━━━━━ TEXT ━━━━━

One senior, retiring Calmac employee whistle blower, in his parting letter to all the ferry company’s internal contacts, tells of all his years of dissatisfaction with how the ferry network is run.

I wonder why he left it till now when something could have been done about the situation, though he definitely has an unbelievable case now to tell.

Just when we thought things are going very well on the Ullapool-Stornoway service we have this uncertainty hanging over Calmac operations.

The e-mail sender tells us about gangways that do not fit ships and ships that do not fit piers.

Not mentioning at least one possible cause, at time ferry breakdowns and other ships having to be employed in an emergency.

These ships do an enormous amount of work, coming and going but the state of inadequate piers and infrastructure did not cause service breakdown altogether.

Inadequate marshalling areas and terminal facilities, out of date infrastructure, no departure lounges/waiting areas equivalent to the ships’ capacity and so on.

Something does not add up here and all I can think of is that those deprived services in some areas are not paying so well and to spend more money to improve the infrastructure and new piers were not economically viable.

He comes to what is behind a lot of his dissatisfaction and he uses all of that telling us the services have not changed in 32 years, even though the people put up with what is in it up to now, which we did not hear anything about but that it kept him in a job along with the others.

His main point is that it is nearly impossible for a local to get a vehicle on any of our crossings unless they book months in advance, talking of family connections.

At least he knows you need to book a vehicle and when. It is very hard for me to believe this.

Locals like all ferry travellers have the same chances as everybody else of getting a ferry booking but to travel as a passenger there is always space anytime, no problem there.

What gives Islanders that special privilege, advantage or favour, that they expect a place for a vehicle on a ferry whenever it suits them?

━━━━━ GIVEN ENTRIES ━━━━━

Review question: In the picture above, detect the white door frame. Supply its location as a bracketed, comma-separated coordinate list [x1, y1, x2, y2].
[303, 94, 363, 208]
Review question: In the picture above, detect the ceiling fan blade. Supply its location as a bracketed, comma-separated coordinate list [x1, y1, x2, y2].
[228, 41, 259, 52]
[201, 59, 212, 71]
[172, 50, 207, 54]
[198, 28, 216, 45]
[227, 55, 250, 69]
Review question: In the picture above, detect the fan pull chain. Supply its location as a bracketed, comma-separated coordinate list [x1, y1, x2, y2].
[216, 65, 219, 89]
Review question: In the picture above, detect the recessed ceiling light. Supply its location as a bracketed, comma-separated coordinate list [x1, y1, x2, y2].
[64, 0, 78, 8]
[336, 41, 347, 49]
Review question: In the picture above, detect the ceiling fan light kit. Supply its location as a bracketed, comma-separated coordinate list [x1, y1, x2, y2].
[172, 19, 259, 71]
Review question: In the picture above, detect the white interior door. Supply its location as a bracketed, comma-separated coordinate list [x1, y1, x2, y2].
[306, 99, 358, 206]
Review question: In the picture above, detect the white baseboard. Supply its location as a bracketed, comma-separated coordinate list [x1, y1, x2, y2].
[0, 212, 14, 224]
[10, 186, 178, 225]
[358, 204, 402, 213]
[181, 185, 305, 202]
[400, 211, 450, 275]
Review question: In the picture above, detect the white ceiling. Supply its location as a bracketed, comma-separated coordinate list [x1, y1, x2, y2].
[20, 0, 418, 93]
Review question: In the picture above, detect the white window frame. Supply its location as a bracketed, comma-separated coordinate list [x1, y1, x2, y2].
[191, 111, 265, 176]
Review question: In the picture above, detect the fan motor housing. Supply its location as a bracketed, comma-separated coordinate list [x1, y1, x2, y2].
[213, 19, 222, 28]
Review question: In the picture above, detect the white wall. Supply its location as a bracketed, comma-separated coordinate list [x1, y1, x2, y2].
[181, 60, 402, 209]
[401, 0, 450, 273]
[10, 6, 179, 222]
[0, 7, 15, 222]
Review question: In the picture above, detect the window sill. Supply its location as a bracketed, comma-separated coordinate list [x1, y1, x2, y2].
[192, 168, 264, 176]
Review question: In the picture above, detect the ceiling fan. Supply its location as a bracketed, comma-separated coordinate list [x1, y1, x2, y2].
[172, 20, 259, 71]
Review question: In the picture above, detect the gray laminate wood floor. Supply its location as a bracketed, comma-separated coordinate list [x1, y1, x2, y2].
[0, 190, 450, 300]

━━━━━

TASKS |
1) In the Calmac ferry text, for how many years does the retiring employee say the services have not changed?
2) Put this sentence from the Calmac ferry text into Spanish: "The e-mail sender tells us about gangways that do not fit ships and ships that do not fit piers."
3) Write the next few sentences of the Calmac ferry text, picking up right after its final question.

ANSWERS FOR THE EXERCISE |
1) 32 years.

2) El remitente del correo electrónico nos habla de pasarelas que no encajan con los barcos y de barcos que no encajan con los muelles.

3)
Is it just because they use the words ‘lifeline services’ to enforce things?

More capacity he says is not the solution but more space is. Leave the vehicle and travelling arrangements as they are on the Stornoway/Skye Harris route, not to complicate the service, the other islanders need to speak up for themselves. Motorhomes do clog up island roads and park anywhere, they don’t bring a lot of economic advantage to island communities, they definitely need to pay more to cut down the numbers on the ferries.

A lot of what he says has nothing to do with lifeline services. Lifeline services to me means getting supermarket lorries onto the ferry and off again, they are contracted to Calmac, if they are to be on the ferry, guaranteeing space on board.

I do not believe the people would starve if the ferry did not carry those lorries. I have not heard up to now, or ever, of reports of Island people starving due to inadequate ferry lifeline services.

There is always the planes to carry lifeline goods and helicopter ambulance services.

This wake up call has another side to it, that it should make ferry travellers and Lewis inhabitants more appreciative of the magnificent service they have in the Ullapool to Stornoway run and Skye to Harris/Lochmaddy service.

Their modern day Loch Seaforth and Hebrides ferry, their new ferry terminals and piers at Stornoway/Ullapool and special built piers also at Tarbert.

The people of Lewis so far have nothing to complain about, they seem favoured by Calmac for what they have compared to what they have in other places, like in Arran/Ardrossan.